• _Material provided_
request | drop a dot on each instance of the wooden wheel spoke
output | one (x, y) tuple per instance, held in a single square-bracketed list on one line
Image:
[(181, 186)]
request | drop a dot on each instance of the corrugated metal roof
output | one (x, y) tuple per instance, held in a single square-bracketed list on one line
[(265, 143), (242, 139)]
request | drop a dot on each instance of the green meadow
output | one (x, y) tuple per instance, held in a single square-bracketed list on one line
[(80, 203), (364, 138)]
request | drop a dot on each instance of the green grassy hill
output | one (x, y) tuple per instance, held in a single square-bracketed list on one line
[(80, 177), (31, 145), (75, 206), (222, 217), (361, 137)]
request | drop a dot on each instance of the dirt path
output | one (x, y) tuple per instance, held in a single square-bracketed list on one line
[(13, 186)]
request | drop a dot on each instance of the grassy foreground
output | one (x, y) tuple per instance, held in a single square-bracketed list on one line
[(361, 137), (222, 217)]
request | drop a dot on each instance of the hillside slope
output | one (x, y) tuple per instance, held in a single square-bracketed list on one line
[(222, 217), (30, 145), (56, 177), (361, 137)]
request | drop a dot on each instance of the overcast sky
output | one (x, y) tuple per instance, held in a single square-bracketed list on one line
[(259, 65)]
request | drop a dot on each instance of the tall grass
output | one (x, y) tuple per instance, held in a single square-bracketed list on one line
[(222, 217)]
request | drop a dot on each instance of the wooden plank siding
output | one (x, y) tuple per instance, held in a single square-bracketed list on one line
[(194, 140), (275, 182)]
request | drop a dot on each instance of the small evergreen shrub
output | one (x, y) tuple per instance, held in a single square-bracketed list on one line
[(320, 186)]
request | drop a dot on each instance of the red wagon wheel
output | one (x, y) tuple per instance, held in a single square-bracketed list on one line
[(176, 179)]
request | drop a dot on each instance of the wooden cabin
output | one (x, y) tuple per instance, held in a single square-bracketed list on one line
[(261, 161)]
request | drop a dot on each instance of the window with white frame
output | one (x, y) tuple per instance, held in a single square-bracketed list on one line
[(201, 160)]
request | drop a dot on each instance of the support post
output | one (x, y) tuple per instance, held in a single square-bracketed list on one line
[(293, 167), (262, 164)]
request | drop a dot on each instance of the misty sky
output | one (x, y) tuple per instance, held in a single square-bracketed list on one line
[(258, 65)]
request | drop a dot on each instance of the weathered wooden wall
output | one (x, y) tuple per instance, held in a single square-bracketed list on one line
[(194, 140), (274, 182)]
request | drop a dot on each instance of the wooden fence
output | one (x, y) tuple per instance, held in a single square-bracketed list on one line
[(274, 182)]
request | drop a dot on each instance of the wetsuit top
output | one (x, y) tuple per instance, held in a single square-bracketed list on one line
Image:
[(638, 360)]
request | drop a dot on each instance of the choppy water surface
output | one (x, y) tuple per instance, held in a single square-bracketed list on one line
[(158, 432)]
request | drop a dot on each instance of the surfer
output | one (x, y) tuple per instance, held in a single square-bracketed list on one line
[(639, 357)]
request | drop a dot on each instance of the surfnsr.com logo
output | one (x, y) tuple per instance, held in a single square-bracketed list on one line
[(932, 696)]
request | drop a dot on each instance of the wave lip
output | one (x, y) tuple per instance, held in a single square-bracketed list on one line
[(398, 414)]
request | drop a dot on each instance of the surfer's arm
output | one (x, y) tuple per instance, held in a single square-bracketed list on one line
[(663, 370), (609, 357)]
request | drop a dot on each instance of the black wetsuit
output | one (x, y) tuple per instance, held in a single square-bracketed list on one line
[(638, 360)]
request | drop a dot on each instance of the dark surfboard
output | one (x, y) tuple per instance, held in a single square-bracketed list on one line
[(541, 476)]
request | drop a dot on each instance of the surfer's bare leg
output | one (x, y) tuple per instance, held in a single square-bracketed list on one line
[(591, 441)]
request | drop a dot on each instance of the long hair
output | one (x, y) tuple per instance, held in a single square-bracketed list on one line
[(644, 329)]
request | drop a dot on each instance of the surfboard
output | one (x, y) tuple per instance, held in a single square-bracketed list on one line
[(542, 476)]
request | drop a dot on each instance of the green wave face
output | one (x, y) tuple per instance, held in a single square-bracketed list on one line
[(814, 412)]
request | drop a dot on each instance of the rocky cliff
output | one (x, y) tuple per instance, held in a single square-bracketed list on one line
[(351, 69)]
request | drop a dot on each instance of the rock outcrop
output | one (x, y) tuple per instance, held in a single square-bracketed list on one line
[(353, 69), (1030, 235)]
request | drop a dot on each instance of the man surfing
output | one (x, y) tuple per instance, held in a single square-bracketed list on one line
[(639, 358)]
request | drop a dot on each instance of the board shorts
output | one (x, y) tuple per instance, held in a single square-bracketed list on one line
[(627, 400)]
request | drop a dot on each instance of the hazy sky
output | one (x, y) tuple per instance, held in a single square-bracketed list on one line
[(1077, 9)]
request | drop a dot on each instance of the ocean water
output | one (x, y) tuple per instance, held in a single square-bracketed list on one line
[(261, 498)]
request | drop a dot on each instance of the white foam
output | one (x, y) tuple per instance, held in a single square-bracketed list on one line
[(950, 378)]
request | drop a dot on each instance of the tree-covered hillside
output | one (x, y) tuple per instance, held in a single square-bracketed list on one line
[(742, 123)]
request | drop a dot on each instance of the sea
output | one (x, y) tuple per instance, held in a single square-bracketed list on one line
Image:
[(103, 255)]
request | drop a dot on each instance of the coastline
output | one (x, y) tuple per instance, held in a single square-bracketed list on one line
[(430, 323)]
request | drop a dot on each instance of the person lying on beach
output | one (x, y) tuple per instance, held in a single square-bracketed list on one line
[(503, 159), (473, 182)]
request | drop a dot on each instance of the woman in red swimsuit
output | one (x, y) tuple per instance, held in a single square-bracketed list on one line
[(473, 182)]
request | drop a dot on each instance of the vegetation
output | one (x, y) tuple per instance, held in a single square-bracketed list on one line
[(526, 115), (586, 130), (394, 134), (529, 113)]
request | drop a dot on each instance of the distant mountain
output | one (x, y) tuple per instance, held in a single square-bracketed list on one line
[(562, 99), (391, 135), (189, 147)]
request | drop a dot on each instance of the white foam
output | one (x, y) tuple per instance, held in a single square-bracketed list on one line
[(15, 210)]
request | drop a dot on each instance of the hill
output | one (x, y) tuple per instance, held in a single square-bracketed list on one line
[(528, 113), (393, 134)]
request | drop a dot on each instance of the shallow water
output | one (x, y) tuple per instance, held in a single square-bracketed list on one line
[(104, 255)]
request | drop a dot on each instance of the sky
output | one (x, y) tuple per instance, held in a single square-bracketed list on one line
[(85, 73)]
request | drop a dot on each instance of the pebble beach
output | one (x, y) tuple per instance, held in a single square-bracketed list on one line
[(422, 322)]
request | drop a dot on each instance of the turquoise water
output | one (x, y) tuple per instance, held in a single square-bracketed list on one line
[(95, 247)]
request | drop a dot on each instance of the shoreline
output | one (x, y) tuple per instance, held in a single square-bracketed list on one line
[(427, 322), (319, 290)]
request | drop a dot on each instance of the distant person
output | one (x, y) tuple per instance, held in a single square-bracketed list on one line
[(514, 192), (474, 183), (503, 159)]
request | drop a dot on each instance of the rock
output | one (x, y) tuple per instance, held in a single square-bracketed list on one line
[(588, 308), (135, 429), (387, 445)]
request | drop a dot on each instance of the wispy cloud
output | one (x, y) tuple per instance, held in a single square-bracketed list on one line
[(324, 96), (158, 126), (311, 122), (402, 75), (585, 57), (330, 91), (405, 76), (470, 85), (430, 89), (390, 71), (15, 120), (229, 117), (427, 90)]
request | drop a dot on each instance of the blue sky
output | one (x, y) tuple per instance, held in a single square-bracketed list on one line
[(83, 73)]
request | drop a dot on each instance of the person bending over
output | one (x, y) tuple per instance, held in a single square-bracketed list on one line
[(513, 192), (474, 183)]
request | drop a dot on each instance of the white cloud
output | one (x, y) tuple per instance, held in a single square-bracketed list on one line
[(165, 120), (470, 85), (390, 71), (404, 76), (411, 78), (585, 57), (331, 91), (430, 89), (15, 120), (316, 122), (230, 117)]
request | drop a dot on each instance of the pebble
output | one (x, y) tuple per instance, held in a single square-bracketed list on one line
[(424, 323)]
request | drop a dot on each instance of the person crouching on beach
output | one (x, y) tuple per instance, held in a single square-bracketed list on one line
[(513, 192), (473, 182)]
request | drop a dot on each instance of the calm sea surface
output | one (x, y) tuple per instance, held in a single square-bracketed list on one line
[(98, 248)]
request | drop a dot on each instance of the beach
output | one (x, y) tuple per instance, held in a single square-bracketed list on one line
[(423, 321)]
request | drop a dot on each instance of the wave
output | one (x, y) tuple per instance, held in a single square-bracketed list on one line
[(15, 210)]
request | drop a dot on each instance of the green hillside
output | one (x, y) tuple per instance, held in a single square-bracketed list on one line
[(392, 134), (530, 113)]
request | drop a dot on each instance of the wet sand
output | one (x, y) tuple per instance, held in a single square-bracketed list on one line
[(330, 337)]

• _What you are asked to do_
The string to find is "water"; copy every line of the listing that has it.

• _Task output_
request | drop a dot on each instance of the choppy water surface
request | drop a dot on each instance of the ocean water
request | drop a dot on each instance of the shallow water
request | drop a dot on each instance of the turquoise water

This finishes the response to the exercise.